◆ WHAT YOU ARE ASKED TO DO
Beginning at the line that contains "Exercise. Spot the woman's forearm" and ending at the last line of the entries, write out each line exactly; include nothing outside that span.

◆ MATERIAL PROVIDED
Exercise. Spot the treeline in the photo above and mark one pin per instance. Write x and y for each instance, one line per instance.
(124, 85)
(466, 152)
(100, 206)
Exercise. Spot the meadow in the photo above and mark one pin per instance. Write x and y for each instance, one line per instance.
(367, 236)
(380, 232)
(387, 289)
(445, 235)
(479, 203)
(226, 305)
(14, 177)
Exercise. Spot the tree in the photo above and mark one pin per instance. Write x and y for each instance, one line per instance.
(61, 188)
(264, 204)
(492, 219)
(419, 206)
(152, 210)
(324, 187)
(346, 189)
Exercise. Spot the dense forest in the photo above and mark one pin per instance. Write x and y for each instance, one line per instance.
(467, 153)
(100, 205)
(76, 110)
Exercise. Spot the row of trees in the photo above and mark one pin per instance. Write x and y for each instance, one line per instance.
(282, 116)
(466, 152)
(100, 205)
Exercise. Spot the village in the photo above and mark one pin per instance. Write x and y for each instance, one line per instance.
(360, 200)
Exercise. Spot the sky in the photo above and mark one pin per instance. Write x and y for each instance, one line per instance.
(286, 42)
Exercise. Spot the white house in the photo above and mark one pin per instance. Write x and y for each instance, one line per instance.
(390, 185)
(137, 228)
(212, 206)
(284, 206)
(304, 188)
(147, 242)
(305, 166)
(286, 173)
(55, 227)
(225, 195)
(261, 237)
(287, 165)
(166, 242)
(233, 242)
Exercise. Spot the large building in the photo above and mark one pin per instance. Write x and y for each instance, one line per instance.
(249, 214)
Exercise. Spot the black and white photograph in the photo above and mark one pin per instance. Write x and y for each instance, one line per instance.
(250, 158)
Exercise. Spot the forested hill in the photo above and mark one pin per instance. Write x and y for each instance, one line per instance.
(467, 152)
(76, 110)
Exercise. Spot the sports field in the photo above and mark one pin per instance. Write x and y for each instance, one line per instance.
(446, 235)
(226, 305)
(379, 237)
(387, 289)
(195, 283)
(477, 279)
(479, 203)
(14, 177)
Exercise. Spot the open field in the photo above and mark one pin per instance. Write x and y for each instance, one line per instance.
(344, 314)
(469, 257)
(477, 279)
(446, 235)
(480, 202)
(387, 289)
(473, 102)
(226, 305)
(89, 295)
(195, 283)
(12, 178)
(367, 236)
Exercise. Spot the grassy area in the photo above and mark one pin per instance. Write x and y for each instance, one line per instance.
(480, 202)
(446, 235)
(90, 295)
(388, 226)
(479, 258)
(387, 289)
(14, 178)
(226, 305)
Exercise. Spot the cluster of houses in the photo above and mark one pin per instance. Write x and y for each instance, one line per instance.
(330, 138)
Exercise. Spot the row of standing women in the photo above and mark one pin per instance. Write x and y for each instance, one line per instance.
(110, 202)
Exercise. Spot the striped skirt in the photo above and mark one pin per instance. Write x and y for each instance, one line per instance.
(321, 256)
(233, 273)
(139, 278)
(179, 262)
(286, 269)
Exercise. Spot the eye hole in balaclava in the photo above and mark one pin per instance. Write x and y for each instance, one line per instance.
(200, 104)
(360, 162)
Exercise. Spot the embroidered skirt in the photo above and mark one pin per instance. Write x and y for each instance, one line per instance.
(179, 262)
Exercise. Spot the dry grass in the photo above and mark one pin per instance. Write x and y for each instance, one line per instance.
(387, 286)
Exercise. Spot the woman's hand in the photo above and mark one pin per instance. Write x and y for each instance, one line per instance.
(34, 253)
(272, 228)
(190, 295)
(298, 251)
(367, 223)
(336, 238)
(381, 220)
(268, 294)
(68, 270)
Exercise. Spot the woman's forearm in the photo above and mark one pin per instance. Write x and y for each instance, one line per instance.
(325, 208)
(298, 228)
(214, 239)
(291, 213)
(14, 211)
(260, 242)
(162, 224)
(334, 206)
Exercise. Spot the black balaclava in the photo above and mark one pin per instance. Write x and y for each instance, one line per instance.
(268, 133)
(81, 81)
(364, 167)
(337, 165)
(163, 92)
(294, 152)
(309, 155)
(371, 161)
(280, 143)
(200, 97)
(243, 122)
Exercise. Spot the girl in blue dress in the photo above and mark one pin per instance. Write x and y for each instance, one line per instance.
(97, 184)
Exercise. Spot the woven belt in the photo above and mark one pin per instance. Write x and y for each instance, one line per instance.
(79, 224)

◆ EXERCISE OUTPUT
Exercise. Spot the woman's forearm in the photo above and mark one pin per instance. Write x and y for each instance, one line per instance.
(325, 208)
(298, 228)
(214, 239)
(291, 213)
(14, 211)
(260, 242)
(162, 224)
(334, 206)
Exercise. Spot the black balaclava in the photo above and mark one pin per instance. Write x and y for each instance, one line per instance.
(268, 133)
(81, 81)
(364, 167)
(337, 165)
(163, 92)
(294, 152)
(309, 155)
(371, 161)
(280, 143)
(200, 97)
(243, 122)
Exercise. Spot the girl in blue dress in the photo above and mark one pin per instance. Write x and y for each instance, one line per instance.
(97, 184)
Exercise. Spot the woven belt in the photo above and mark one pin per instance. Write x and y for each instance, one line per instance.
(79, 224)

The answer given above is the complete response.